Beleidskader: geen overbrenging zonder strafrestant
Veel verzoeken om overbrenging, afkomstig van landen die instemmen met de omzettingsprocedure, moeten evenwel worden afgewezen omdat na overbrenging naar Nederland en na omzetting door de Nederlandse rechter, geen of onvoldoende strafrestant zou overblijven. De afwijzing van deze verzoeken vloeit voort uit het «Beleidskader inzake de overdracht van de tenuitvoerlegging van buitenlandse strafvonnissen» dat door de toenmalige Minister van Justitie eind 2007 aan uw Kamer is gestuurd2 en dat op 13 februari 2008 in uw Kamer is besproken. Daarin staat dat Nederland ernaar zal streven dat er bij elke overbrenging een reststraf in Nederland ten uitvoer gelegd kan worden, zodat de overbrenging ook kan strekken tot resocialisatie van betrokkene. Met de toepassing van de WOTS wordt immers de overname van de tenuitvoerlegging van buitenlandse strafvonnissen beoogd. Sinds het beleidskader geldt, wordt erop toegezien dat gedetineerden na aankomst in Nederland niet meer meteen in vrijheid worden gesteld. Dit betekent wel dat in de praktijk, vanwege het ontbreken van een strafrestant na omzetting, de overbrenging van een gedetineerde in veel gevallen niet tot stand kan komen. Bij de voortgezettte tenuitvoerlegging doet zich deze situatie minder vaak voor.

• ACTIEPUNT 1: Op welke datum is het beleidskader volgens het fragment over de overbrenging van gedetineerden in de Kamer besproken?
• ACTIEPUNT 2: Geef een vervolg op het fragment over de overbrenging van gedetineerden, aansluitend op de laatste zin ervan.
De items die hierna volgen, spelen hierbij geen enkele rol.

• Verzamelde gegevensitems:
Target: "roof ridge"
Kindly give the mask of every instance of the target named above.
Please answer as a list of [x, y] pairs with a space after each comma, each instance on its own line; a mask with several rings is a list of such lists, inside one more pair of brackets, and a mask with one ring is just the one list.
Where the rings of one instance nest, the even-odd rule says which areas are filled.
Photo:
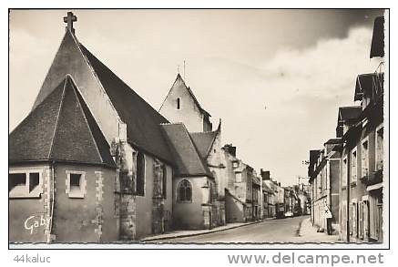
[[[102, 162], [102, 163], [105, 163], [105, 160], [104, 160], [104, 159], [102, 158], [101, 153], [99, 152], [98, 143], [97, 142], [96, 139], [94, 138], [94, 135], [93, 135], [93, 129], [91, 128], [90, 124], [88, 123], [88, 120], [87, 120], [87, 117], [86, 117], [86, 113], [85, 113], [85, 111], [84, 111], [84, 109], [83, 109], [82, 104], [80, 103], [80, 99], [79, 99], [79, 98], [78, 98], [78, 96], [77, 96], [77, 94], [80, 94], [80, 92], [78, 92], [78, 91], [77, 92], [77, 91], [76, 91], [76, 90], [78, 90], [77, 86], [77, 85], [75, 84], [75, 82], [73, 81], [72, 77], [68, 76], [68, 78], [69, 78], [70, 86], [72, 87], [72, 91], [73, 91], [73, 93], [75, 94], [76, 99], [77, 99], [77, 104], [78, 104], [79, 109], [80, 109], [81, 113], [83, 114], [83, 118], [85, 118], [86, 124], [87, 124], [87, 128], [88, 128], [88, 132], [89, 132], [89, 134], [90, 134], [90, 136], [91, 136], [91, 139], [92, 139], [93, 141], [94, 141], [94, 144], [96, 145], [96, 150], [97, 150], [97, 153], [98, 154], [101, 162]], [[88, 108], [88, 107], [87, 107], [87, 108]], [[96, 122], [96, 123], [97, 123], [97, 122]]]
[[[56, 126], [54, 127], [54, 133], [53, 133], [53, 137], [51, 138], [51, 145], [50, 145], [50, 149], [48, 151], [48, 159], [51, 159], [52, 154], [53, 154], [53, 146], [54, 146], [54, 139], [56, 138], [56, 129], [58, 128], [58, 122], [59, 122], [59, 115], [61, 114], [61, 108], [62, 108], [62, 105], [64, 103], [64, 98], [65, 98], [65, 88], [66, 88], [66, 78], [63, 79], [63, 83], [64, 83], [64, 87], [62, 88], [62, 97], [61, 97], [61, 100], [59, 101], [59, 108], [58, 108], [58, 112], [56, 114]], [[43, 103], [43, 101], [42, 101]]]
[[184, 129], [185, 129], [185, 134], [188, 136], [188, 138], [189, 139], [189, 141], [190, 141], [191, 145], [192, 145], [193, 148], [195, 149], [195, 152], [196, 152], [196, 154], [198, 155], [198, 157], [199, 157], [199, 159], [200, 164], [202, 165], [203, 169], [204, 169], [206, 171], [209, 171], [209, 174], [210, 174], [211, 172], [210, 172], [209, 169], [208, 164], [204, 162], [205, 159], [204, 159], [202, 158], [202, 156], [200, 155], [200, 152], [199, 152], [199, 150], [198, 149], [198, 147], [196, 146], [195, 141], [192, 139], [192, 138], [191, 138], [189, 132], [188, 131], [188, 128], [185, 127], [184, 124], [181, 124], [181, 125], [182, 125], [182, 127], [183, 127]]

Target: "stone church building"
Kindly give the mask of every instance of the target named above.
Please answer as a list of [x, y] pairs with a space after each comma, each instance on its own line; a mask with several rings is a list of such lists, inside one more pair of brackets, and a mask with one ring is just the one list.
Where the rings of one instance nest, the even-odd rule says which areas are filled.
[[64, 17], [32, 110], [9, 135], [9, 241], [110, 242], [224, 225], [226, 198], [237, 187], [250, 193], [251, 182], [237, 182], [221, 121], [213, 130], [179, 74], [155, 110], [78, 41], [77, 20]]
[[172, 227], [168, 121], [66, 34], [9, 136], [10, 241], [136, 240]]

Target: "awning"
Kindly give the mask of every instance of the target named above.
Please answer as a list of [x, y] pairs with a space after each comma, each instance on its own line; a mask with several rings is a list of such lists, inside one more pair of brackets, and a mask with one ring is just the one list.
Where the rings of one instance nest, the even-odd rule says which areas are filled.
[[379, 183], [376, 183], [376, 184], [373, 184], [373, 185], [370, 185], [370, 186], [368, 186], [366, 188], [366, 190], [367, 191], [372, 191], [372, 190], [379, 190], [381, 188], [383, 188], [383, 182], [379, 182]]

• ANTWOORDVAK 1: Op 13 februari 2008.

• ANTWOORDVAK 2:
EU-Kaderbesluit: procedure van voortgezette tenuitvoerlegging wordt de regel
Binnen de EU verandert na 2012 de overbrenging van gevonniste personen geleidelijk door de implementatie van het kaderbesluit 2008/909/JBZ van de Raad van de Europese Unie van 27 november 20083. Dit kaderbesluit voorziet nog slechts in de procedure van voortgezette tenuitvoerlegging. Het kaderbesluit geeft daarmee verder invulling aan het beginsel van wederzijdse erkenning dat leidend is voor strafrechtelijke samenwerking in de Europese Unie.
Het wetsvoorstel tot implementatie van dit kaderbesluit zal op korte termijn bij uw Kamer worden ingediend.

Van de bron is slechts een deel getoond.